Convert all of the rows below into a two-column CSV with the header input,output. Give one line per row, with the row's text in the input field and its answer in the output field, each in one quoted field with line breaks replaced by spaces.

§

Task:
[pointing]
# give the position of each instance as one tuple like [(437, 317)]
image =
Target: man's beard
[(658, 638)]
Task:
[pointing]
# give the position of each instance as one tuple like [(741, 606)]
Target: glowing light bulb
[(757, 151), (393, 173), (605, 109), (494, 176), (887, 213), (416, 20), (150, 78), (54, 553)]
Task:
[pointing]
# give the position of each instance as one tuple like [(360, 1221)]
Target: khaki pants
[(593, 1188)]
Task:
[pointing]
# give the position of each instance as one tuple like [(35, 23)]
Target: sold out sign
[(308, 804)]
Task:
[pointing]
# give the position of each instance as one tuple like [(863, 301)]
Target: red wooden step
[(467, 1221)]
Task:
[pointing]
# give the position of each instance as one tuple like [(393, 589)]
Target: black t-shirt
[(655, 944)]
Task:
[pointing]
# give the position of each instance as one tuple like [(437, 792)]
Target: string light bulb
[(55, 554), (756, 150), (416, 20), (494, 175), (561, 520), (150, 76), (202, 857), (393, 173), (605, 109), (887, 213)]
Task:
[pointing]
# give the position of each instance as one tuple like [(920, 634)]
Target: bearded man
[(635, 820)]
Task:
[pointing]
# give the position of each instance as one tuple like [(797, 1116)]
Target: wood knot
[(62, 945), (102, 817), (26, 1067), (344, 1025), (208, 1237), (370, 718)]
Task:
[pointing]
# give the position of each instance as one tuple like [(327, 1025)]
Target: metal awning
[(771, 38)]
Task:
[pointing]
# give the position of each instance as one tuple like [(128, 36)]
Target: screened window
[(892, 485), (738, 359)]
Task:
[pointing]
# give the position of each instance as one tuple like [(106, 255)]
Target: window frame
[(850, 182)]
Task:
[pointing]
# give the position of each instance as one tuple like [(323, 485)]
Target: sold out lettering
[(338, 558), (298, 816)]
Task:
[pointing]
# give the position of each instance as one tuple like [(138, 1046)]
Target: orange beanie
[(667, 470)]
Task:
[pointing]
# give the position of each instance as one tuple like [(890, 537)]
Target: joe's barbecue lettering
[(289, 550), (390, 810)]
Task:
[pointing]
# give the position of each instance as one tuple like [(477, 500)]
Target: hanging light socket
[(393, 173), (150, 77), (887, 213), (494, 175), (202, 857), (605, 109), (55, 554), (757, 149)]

§

▶ _Answer for the task_
input,output
"Task: [pointing] # give the position of each instance as one tuple like [(437, 317)] image = Target: man's beard","[(658, 638)]"
"Task: [pointing] # give the position of each instance as one tuple like [(741, 606)] Target: glowing light bulb","[(757, 151), (393, 173), (605, 109), (494, 176), (887, 213), (416, 20), (150, 78), (54, 553)]"
"Task: [pointing] # give the position of each instance as one tuple like [(360, 1221)] Target: khaki pants","[(593, 1188)]"
"Task: [pointing] # give the position of each instance as one tuple like [(35, 23)] Target: sold out sign","[(308, 804)]"
"Task: [pointing] # give the position of each instance as one tuple like [(863, 301)] Target: red wooden step","[(467, 1221)]"
"Task: [pointing] # give the position of each instance as one tuple like [(393, 589)] Target: black t-shirt","[(655, 944)]"
"Task: [pointing] # give the position of each instance as one tuple like [(437, 792)] Target: string light bulb","[(55, 554), (756, 150), (416, 20), (494, 175), (561, 520), (150, 76), (202, 857), (393, 173), (605, 109), (887, 213)]"
"Task: [pointing] # give the position of each instance as one tuple like [(920, 634)] Target: bearded man","[(635, 820)]"
"Task: [pointing] # give the position of each instance as one tuple like [(797, 1116)] Target: wood knot","[(62, 945), (102, 817), (26, 1067), (344, 1025), (208, 1237), (370, 718)]"
"Task: [pointing] # give the position of each instance as one tuple like [(327, 1025)] Target: metal awning","[(771, 38)]"
"Task: [pointing] # give the position of each instance as one tuple like [(128, 36)] Target: screened window","[(892, 485), (738, 359)]"
"Task: [pointing] # give the position of each instance as one tuple like [(106, 255)] Target: window frame","[(850, 182)]"
"Task: [pointing] # give the position of each instance as one tuple like [(323, 485)] Target: sold out lettering","[(338, 558), (298, 816)]"
"Task: [pointing] # give the position of each instance as one tuple like [(138, 1046)] Target: orange beanie","[(667, 470)]"
"Task: [pointing] # give the position of each instance as one tuple like [(890, 537)] Target: joe's barbecue lettering","[(289, 550), (390, 810)]"
"Task: [pointing] # give the position of each instance as one tuple like [(477, 500)] Target: hanging light socket","[(393, 173), (150, 77), (887, 213), (494, 175), (202, 857), (605, 109), (55, 554), (757, 149)]"